TRAVAIL DEMANDÉ:
- a) Relevez les éléments de cabine que le texte sur les services au sol de Tarmac Aerosave cite comme visés par le réaménagement.
- b) Répondez brièvement, d'après le texte sur les services au sol de Tarmac Aerosave :
(i) Quel agrément la société possède-t-elle ?
(ii) Quel principe consiste à réunir tous les services en un même endroit ?
(iii) Qui est cité comme revendiquant le rôle de partenaire incontournable des opérateurs d'aviation commerciale ?
- c) Rédigez la suite du texte sur les services au sol de Tarmac Aerosave après sa dernière phrase.
··· TEXTE FOURNI ···
La société possède l’agrément EN-9120 relatif à la fourniture et l’import-export de pièces avions et moteurs, avec tous les supports logistiques associés. « Tarmac Aerosave prend ainsi en charge l’ensemble des besoins au sol tout au long de la vie de l’aéronef et se positionne comme le partenaire incontournable des opérateurs d’aviation commerciale », revendique Philippe Fournadet. C’est le principe du « one-stop shop » : tous les services réunis en un même endroit. Et cela va jusqu’à la « customisation ».
En effet, la remise en service d’un avion de ligne sous les couleurs d’une nouvelle compagnie implique, non seulement, une remise à niveau réglementaire, mais également le réaménagement de la cabine au standard du moment, notamment en ce qui concerne les sièges en fonction des différentes classes, l’éclairage ou encore les divertissements (IFE). Tarmac Aerospace est en capacité de réaliser ces chantiers.
··· DONNÉES EXTRAITES ···
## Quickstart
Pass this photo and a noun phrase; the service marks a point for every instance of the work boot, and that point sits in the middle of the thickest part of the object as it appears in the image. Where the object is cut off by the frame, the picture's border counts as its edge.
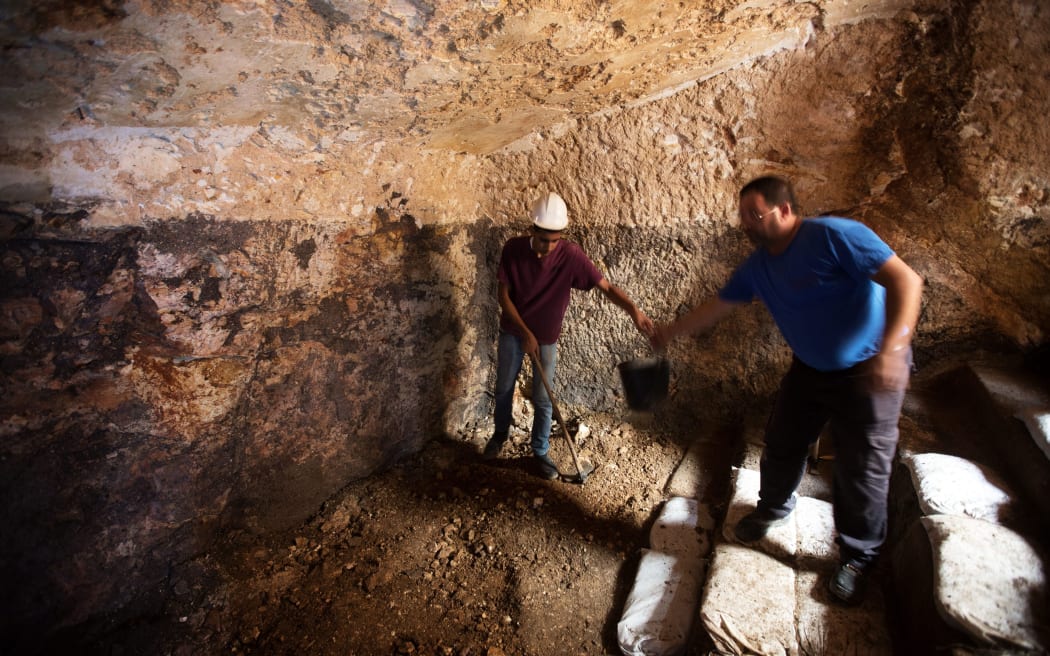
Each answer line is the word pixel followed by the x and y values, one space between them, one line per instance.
pixel 492 447
pixel 547 467
pixel 847 583
pixel 755 525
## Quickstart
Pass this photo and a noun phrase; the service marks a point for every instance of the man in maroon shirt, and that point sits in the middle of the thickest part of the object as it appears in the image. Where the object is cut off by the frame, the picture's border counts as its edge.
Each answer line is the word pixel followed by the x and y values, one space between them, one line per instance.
pixel 537 275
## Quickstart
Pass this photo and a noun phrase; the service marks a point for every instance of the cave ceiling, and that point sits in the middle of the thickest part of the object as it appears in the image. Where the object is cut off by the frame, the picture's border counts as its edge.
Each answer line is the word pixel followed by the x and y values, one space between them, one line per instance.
pixel 462 76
···
RÉPONSES PAR TÂCHE:
- a)
- les sièges
- l'éclairage
- les divertissements (IFE)

- b)
(i) L'agrément EN-9120.
(ii) Le « one-stop shop ».
(iii) Philippe Fournadet.

- c)
Pour l’heure, seule la peinture est sous-traitée à l’extérieur. Le projet de construction de cabine de peinture est en sommeil à cause d’un blocage administratif. Les trois actionnaires espèrent que ce dixième anniversaire pourra faire prendre conscience à l’administration de la réalité de Tarmac Aerosave qui a basculé de la réglementation aéronautique dans celle de l’environnement.
C’est un fait quand on a la chance de franchir le portail de Tramac Aerosave, sur l’aéroport de Tarbes, on entre dans un site moderne, parfaitement ordonnancé. Le premier avion, un A319, y est arrivé en 2009. Avec la mise en service récente d’un nouveau hangar logistique de 8.500 m2, la capacité de stockage a été portée à 15.000 m2. Des extensions de parkings avions pouvant accueillir les A380 et un second hangar très gros porteurs seront terminés fin 2017. Un nouveau hangar très gros porteurs est attendu pour 2018.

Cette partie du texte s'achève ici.